### Seitenauszug

Auch Frauen(be)förderung ist zumindest in der Hamburger Justiz selbstverständlich.

  • Ich konnte mich in den letzten Jahren auf Gesellschafts- und Insolvenzrecht spezialisieren und bearbeite in diesen Bereichen anspruchsvolle Verfahren mit immer neuen Fragestellungen. Ich könnte aber auch problemlos in einen anderen Bereich oder an ein anderes Gericht wechseln. Es gibt zahlreiche Möglichkeiten zur Fortbildung und zum Erfahrungsaustausch in Hamburg, bei der Deutschen Richterakademie oder bei den zahlreichen sonstigen Anbietern.
  • Der Berufsalltag besteht aus einer für mich passenden Mischung aus Arbeit am Schreibtisch, Beratung mit meinen Senatskollegen und dem direkten Kontakt mit den Parteien und ihren Anwältinnen und Anwälten in der Verhandlung. Ich mag es sehr, einen komplexen Prozessstoff zu durchdringen, die maßgeblichen Fragen zu ermitteln und die Probleme des Falls zu analysieren. Es macht mir viel Spaß, mit meinen Kollegen über die Fälle und deren Lösungen zu diskutieren. Ich finde es spannend, mir in der Verhandlung die Sichtweise der Parteien anzuhören, in den rechtlichen Austausch mit der Anwaltschaft zu gehen und nach Möglichkeiten zu suchen, den Rechtsstreit gütlich beizulegen.

######

▶ Kurze Aufgabe 1
Zähle die Zeilen der Einträge, in denen das Wort „parked“ vorkommt, wobei Groß- und Kleinschreibung zählt. Nenne nur die Zahl.

### Daten zur Aufgabe

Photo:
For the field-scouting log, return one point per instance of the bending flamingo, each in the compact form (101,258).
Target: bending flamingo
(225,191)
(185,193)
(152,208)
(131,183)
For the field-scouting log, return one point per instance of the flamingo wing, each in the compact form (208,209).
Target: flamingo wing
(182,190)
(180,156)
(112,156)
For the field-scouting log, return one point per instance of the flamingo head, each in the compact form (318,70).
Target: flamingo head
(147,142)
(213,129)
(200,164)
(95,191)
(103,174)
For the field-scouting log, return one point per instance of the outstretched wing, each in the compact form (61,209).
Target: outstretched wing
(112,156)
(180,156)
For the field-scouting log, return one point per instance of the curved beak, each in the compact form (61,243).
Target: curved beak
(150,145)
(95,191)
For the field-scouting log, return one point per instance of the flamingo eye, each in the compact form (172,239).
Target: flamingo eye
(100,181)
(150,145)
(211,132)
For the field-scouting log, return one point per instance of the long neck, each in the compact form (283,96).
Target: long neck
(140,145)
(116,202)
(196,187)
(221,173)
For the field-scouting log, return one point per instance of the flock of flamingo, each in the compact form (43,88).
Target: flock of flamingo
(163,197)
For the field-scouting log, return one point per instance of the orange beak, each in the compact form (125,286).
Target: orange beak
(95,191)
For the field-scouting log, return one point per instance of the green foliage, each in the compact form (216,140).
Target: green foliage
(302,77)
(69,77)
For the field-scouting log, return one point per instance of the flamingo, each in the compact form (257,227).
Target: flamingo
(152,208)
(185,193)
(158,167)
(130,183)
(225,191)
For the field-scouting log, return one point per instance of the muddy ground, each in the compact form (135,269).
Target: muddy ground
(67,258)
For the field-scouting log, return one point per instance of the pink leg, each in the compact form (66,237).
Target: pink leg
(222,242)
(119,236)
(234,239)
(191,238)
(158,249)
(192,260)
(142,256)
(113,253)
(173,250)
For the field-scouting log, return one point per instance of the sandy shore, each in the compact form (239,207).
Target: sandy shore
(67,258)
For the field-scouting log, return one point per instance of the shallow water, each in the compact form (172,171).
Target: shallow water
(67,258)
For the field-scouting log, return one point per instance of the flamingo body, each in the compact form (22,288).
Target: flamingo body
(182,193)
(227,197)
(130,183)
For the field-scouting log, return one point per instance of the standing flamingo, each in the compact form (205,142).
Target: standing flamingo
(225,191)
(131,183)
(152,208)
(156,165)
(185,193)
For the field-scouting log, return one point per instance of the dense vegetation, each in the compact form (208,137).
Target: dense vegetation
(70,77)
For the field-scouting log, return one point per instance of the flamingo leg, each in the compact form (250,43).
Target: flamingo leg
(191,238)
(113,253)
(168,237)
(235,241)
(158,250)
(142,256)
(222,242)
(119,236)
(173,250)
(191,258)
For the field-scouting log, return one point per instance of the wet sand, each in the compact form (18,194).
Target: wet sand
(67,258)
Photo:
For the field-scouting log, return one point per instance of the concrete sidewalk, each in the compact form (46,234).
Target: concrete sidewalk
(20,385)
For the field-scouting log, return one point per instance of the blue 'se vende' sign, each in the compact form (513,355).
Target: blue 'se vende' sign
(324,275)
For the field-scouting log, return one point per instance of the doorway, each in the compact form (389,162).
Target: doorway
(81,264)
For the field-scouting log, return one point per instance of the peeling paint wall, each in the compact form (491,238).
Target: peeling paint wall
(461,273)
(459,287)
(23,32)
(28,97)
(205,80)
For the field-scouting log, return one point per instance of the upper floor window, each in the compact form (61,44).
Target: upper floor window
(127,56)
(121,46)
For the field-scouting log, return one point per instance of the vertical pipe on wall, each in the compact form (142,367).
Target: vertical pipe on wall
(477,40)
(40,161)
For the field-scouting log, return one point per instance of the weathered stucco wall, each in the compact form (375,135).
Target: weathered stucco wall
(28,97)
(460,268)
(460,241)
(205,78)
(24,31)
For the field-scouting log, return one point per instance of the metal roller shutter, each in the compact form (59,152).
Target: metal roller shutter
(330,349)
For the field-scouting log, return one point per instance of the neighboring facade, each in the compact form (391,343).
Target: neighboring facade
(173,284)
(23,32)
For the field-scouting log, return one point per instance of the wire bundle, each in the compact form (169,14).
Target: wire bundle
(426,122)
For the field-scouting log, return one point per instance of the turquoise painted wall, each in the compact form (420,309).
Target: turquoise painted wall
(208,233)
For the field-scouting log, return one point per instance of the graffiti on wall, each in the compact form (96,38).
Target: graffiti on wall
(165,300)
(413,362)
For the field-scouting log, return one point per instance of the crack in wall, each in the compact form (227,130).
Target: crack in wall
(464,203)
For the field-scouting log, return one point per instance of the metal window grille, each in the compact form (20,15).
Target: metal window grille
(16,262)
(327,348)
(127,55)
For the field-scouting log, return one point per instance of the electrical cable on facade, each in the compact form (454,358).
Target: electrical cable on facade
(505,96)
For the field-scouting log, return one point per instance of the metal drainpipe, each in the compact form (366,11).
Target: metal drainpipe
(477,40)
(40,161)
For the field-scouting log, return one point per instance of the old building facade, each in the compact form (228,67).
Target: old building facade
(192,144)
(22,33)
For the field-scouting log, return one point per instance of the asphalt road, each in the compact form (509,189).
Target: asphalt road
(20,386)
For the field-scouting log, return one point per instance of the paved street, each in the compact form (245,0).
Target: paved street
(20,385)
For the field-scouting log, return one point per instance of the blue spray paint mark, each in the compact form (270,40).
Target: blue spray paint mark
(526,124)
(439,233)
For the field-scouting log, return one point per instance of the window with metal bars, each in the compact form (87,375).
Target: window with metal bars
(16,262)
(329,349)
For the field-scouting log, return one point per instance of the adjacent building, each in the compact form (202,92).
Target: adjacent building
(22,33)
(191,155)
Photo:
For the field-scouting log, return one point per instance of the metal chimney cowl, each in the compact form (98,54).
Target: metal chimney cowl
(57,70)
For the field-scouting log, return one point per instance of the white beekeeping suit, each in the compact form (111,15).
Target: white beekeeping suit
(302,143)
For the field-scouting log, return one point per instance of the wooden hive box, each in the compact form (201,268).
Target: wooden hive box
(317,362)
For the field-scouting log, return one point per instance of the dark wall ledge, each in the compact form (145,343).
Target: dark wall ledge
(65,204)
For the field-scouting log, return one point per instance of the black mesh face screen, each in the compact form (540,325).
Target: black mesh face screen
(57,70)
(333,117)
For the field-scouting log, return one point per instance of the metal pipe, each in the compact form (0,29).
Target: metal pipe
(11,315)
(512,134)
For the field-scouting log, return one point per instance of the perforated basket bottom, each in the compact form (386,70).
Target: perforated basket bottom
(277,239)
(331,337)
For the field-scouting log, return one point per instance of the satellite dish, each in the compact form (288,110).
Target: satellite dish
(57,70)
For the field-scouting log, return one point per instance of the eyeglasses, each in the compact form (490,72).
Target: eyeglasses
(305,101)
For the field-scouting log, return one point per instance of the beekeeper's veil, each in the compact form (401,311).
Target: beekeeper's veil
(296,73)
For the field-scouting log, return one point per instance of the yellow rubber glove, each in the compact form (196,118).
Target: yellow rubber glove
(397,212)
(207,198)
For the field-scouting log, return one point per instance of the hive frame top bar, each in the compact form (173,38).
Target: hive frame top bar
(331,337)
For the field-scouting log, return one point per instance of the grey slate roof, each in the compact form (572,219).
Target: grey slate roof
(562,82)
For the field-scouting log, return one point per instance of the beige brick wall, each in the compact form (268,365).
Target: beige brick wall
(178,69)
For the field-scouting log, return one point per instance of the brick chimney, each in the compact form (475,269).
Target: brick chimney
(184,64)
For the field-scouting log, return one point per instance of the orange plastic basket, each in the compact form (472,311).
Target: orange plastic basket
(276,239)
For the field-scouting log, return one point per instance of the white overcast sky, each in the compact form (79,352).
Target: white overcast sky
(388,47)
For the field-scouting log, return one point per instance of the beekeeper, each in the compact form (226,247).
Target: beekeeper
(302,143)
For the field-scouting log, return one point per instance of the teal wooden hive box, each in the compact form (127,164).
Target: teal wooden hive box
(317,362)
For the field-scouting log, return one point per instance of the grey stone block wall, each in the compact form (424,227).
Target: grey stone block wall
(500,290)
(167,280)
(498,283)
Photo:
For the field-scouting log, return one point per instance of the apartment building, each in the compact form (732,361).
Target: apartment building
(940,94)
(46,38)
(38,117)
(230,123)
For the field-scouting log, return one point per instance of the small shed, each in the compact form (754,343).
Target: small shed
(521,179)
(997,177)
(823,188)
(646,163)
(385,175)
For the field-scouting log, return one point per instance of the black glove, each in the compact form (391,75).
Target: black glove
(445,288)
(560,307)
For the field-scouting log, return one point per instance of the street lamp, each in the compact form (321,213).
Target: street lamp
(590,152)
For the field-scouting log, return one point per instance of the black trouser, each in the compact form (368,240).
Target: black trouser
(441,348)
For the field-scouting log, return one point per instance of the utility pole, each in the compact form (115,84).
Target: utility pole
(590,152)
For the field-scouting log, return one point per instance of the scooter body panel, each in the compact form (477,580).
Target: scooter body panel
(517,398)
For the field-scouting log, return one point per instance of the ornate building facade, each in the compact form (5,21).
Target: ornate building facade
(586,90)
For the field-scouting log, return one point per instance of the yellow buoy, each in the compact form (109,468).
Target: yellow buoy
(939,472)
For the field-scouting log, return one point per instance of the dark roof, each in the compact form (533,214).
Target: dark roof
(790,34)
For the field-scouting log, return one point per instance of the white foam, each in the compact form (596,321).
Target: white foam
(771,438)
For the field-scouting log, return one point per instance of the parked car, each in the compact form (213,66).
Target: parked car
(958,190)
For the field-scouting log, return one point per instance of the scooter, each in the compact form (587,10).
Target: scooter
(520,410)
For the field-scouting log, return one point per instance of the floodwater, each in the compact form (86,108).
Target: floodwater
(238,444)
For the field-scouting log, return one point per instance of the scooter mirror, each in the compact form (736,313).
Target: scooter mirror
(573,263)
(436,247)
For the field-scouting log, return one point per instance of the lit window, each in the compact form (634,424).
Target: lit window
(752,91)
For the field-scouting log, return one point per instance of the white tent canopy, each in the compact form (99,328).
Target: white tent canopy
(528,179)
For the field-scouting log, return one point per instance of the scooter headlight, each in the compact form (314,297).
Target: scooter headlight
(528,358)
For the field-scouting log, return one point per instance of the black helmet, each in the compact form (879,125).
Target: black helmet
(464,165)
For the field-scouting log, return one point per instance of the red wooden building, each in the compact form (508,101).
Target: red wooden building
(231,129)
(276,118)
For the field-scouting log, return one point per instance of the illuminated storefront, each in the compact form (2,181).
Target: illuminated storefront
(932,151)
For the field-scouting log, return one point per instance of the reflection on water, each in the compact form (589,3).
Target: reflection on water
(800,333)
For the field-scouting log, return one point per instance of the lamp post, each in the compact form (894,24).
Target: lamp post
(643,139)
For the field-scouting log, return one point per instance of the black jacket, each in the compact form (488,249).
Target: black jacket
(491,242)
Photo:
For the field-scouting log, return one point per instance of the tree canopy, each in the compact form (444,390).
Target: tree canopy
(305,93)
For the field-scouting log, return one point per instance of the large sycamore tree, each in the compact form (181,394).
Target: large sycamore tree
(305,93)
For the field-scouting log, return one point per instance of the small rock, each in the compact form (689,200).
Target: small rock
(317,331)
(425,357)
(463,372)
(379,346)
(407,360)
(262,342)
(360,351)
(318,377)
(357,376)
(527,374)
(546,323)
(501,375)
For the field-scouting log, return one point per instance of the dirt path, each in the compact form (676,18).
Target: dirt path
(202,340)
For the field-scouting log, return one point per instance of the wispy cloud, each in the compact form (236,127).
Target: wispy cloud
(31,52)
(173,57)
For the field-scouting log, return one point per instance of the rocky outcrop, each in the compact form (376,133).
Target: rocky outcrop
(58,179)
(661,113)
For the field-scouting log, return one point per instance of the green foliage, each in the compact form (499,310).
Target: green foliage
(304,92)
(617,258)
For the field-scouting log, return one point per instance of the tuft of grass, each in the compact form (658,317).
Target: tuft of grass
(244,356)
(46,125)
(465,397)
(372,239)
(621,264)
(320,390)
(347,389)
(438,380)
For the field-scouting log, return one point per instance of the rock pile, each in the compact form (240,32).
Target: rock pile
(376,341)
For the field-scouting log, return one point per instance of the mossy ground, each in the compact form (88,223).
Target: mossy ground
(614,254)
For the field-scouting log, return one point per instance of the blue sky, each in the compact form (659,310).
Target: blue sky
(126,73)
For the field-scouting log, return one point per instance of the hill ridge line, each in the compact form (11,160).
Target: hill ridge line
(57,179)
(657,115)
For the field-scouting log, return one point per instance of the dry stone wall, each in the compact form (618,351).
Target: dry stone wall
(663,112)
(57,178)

######

▶ Kurze Aufgabe 2
Auf welche Rechtsgebiete hat sich die schreibende Person laut dem Seitenauszug spezialisiert?

▶ Richtige Antwort 1
2

▶ Richtige Antwort 2
Auf Gesellschafts- und Insolvenzrecht.